START

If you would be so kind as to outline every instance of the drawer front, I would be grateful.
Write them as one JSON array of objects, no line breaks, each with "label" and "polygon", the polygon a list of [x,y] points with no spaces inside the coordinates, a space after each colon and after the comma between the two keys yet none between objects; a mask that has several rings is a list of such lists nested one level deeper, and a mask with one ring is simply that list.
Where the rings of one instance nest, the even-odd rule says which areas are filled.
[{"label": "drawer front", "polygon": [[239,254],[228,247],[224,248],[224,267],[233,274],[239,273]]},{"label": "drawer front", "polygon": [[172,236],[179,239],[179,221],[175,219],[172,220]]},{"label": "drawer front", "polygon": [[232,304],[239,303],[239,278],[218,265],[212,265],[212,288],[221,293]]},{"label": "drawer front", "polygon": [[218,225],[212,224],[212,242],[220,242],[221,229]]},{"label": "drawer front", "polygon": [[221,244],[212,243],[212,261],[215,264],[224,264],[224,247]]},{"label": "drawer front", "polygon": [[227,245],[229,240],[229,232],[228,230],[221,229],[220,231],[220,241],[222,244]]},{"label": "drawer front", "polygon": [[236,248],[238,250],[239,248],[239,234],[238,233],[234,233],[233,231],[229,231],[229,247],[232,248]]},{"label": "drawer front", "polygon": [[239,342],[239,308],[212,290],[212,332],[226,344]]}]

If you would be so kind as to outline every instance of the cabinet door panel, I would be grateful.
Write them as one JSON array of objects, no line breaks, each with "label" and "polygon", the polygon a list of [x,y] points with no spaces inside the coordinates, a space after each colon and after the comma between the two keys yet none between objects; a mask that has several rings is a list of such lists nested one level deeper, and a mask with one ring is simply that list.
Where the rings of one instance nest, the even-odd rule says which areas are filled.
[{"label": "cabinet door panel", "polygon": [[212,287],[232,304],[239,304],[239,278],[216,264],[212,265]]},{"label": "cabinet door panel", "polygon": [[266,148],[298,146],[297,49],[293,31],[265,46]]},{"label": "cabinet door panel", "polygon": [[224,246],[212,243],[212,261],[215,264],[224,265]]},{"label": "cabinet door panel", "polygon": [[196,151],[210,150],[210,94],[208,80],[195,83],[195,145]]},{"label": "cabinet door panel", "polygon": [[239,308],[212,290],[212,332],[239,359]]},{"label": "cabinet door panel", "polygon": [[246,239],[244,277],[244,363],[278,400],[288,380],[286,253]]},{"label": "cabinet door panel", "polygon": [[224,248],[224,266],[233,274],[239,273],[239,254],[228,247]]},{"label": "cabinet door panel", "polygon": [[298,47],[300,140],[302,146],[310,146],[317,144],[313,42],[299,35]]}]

END

Rewrite all the entries above with every "I would be grateful" changed to "I would appreciate it", keeping everything else identical.

If you would be so kind as to outline every instance of the drawer front, I would appreciate it.
Write them as one JSON array of objects, no line breaks, each with "label" and "polygon", the polygon a list of [x,y] points with no spaces inside the coordinates, a space after each colon and after the comma between the two keys yet none between objects; a mask that has several rings is a list of such lists nested one level deeper, and a mask with one ring is simply that list.
Where the rings of one instance nest, the even-odd rule says which areas are filled.
[{"label": "drawer front", "polygon": [[239,254],[228,247],[224,248],[224,267],[233,274],[239,273]]},{"label": "drawer front", "polygon": [[172,236],[179,239],[179,221],[175,219],[172,220]]},{"label": "drawer front", "polygon": [[232,304],[239,303],[239,278],[218,265],[212,265],[212,288],[221,293]]},{"label": "drawer front", "polygon": [[218,225],[212,224],[212,242],[220,242],[221,229]]},{"label": "drawer front", "polygon": [[221,244],[212,243],[212,261],[215,264],[224,264],[224,247]]},{"label": "drawer front", "polygon": [[227,245],[229,240],[229,232],[228,230],[221,229],[220,231],[220,241],[222,244]]},{"label": "drawer front", "polygon": [[236,248],[238,250],[239,248],[239,234],[238,233],[234,233],[233,231],[229,231],[229,247],[232,248]]},{"label": "drawer front", "polygon": [[239,342],[239,308],[212,290],[212,332],[226,344]]}]

If you would be so kind as to outline every instance of the cabinet door panel, I would appreciate it.
Write them as one JSON array of objects, no line breaks, each with "label" and "polygon", the polygon a list of [x,y] points with no spaces inside the coordinates, a space after each colon and after the comma between the two keys yet none between objects; a mask that has several rings is a list of such lists nested one level deeper, and a mask with one ring is simply that list.
Where the rings of one instance nest, the even-odd rule says which areas are filled.
[{"label": "cabinet door panel", "polygon": [[212,287],[232,304],[239,304],[239,278],[216,264],[212,265]]},{"label": "cabinet door panel", "polygon": [[266,148],[298,146],[297,49],[293,31],[265,46]]},{"label": "cabinet door panel", "polygon": [[224,246],[212,243],[212,261],[215,264],[224,265]]},{"label": "cabinet door panel", "polygon": [[196,151],[210,150],[210,94],[208,80],[195,83],[195,145]]},{"label": "cabinet door panel", "polygon": [[239,308],[212,290],[212,332],[239,359]]},{"label": "cabinet door panel", "polygon": [[246,239],[244,277],[244,363],[278,400],[288,380],[286,253]]},{"label": "cabinet door panel", "polygon": [[224,248],[224,266],[233,274],[239,273],[239,254],[228,247]]},{"label": "cabinet door panel", "polygon": [[298,47],[300,140],[302,146],[310,146],[317,144],[313,42],[299,35]]}]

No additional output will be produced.